Dataset records:
======

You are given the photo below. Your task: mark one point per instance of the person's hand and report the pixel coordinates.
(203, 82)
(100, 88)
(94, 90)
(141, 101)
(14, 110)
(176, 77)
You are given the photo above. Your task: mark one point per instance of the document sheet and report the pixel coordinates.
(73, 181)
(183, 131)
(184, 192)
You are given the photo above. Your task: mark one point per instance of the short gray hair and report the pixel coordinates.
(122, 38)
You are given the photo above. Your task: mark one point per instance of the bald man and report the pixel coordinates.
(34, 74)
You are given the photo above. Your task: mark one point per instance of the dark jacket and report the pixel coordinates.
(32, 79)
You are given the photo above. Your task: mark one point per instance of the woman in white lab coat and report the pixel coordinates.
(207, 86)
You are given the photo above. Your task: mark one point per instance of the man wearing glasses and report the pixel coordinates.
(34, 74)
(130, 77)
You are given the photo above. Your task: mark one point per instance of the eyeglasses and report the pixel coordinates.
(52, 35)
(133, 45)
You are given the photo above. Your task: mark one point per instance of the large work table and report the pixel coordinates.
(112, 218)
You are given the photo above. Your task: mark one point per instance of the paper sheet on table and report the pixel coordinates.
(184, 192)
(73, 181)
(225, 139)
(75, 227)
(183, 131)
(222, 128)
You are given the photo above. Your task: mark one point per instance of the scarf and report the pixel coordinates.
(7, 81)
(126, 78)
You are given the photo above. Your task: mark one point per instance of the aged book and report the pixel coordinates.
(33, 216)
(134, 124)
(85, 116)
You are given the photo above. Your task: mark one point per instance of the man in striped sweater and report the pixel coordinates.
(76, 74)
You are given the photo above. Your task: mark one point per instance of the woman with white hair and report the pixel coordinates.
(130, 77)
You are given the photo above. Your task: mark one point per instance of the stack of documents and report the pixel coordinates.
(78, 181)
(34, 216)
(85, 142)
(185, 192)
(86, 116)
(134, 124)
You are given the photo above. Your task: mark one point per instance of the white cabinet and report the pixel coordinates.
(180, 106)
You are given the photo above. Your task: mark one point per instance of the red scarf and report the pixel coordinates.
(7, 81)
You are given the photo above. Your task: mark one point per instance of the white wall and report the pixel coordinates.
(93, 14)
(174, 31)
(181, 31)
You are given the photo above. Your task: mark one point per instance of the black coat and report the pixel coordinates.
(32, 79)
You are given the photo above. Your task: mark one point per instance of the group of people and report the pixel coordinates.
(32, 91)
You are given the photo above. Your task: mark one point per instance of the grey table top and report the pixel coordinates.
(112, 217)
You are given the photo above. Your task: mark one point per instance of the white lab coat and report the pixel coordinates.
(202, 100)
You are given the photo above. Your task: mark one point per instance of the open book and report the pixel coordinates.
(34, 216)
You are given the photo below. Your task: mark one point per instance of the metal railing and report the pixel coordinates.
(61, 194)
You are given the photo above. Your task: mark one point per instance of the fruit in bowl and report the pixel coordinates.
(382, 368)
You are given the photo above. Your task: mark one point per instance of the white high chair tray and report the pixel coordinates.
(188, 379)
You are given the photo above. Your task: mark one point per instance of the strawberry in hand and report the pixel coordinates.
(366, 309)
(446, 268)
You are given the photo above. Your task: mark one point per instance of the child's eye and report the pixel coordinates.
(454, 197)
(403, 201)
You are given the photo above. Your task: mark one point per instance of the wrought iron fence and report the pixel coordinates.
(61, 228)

======

WHAT THE TASK REQUIRES:
Every line of the data should be copied exactly.

REPLY:
You are given the photo below. Your task: mark one point per instance of the person's hand and report the pixel coordinates.
(203, 82)
(100, 88)
(94, 90)
(141, 101)
(14, 110)
(176, 77)
You are given the photo above. Your task: mark one point per instance of the document sheet and report the pixel coordinates.
(73, 181)
(183, 131)
(184, 192)
You are given the photo above. Your task: mark one point per instance of the short gray hair and report the pixel coordinates.
(122, 38)
You are given the photo above. Your task: mark one point per instance of the bald man and report the pixel coordinates.
(34, 74)
You are given the photo above. Your task: mark one point per instance of the dark jacket and report the pixel coordinates.
(32, 79)
You are given the photo above. Your task: mark one point per instance of the woman in white lab coat and report the pixel coordinates.
(207, 86)
You are given the photo above. Your task: mark one point per instance of the man wearing glasses and report the pixel coordinates.
(34, 74)
(130, 77)
You are given the photo above. Your task: mark one point per instance of the eyeglasses and report the pixel coordinates.
(52, 35)
(133, 45)
You are given the photo above. Your task: mark one point per instance of the large work table and report the pixel coordinates.
(112, 218)
You are given the photo above. Your task: mark one point per instance of the paper sheet on table and report the pixel coordinates.
(184, 192)
(73, 181)
(225, 139)
(75, 227)
(183, 131)
(222, 128)
You are given the photo above. Your task: mark one point per instance of the scarf and report the pixel coordinates.
(7, 81)
(126, 78)
You are given the photo above. Your task: mark one point per instance of the aged book and report the pixel coordinates.
(33, 216)
(134, 124)
(85, 116)
You are given the photo above. Your task: mark one point per instance of the man in striped sweater and report the pixel coordinates.
(76, 74)
You are given the photo above. Your task: mark one point per instance of the woman with white hair and report the pixel coordinates.
(130, 77)
You are given the photo above. Your task: mark one point per instance of the stack of documents and report the pixel coordinates.
(78, 181)
(34, 216)
(85, 142)
(185, 192)
(86, 116)
(134, 124)
You are given the photo above. Your task: mark one point per instance of the white cabinet and report the pixel coordinates.
(180, 106)
You are given the photo above. Your task: mark one point per instance of the red scarf and report the pixel coordinates.
(7, 81)
You are given the photo above. Your task: mark one point per instance of the white wall and report the pixel coordinates.
(93, 14)
(174, 31)
(181, 31)
You are given the photo above. Your task: mark one point per instance of the black coat and report the pixel coordinates.
(32, 79)
You are given the photo above. Your task: mark one point per instance of the group of people and report the pixel coordinates.
(32, 91)
You are given the photo above. Your task: mark one point per instance of the grey table top and report the pixel coordinates.
(112, 217)
You are given the photo above. Your task: mark one point per instance of the white lab coat and report the pixel coordinates.
(202, 100)
You are given the photo above. Your task: mark one point per instance of the open book and report the pixel coordinates.
(34, 216)
You are given the photo below. Your task: mark one point per instance of the metal railing and report the pixel coordinates.
(61, 194)
You are given the photo above. Your task: mark one point per instance of the fruit in bowl and report the pixel coordinates.
(382, 368)
You are given the photo above. Your task: mark one point per instance of the white high chair tray and report the pixel coordinates.
(188, 379)
You are given the photo above. Your task: mark one point per instance of the strawberry in hand and report the pixel coordinates.
(366, 309)
(446, 268)
You are given the photo above. Your task: mark one point per instance of the child's eye and report the pixel coordinates.
(454, 197)
(403, 201)
You are given the photo above. Your task: mark one point per instance of the wrought iron fence and report the pixel coordinates.
(61, 228)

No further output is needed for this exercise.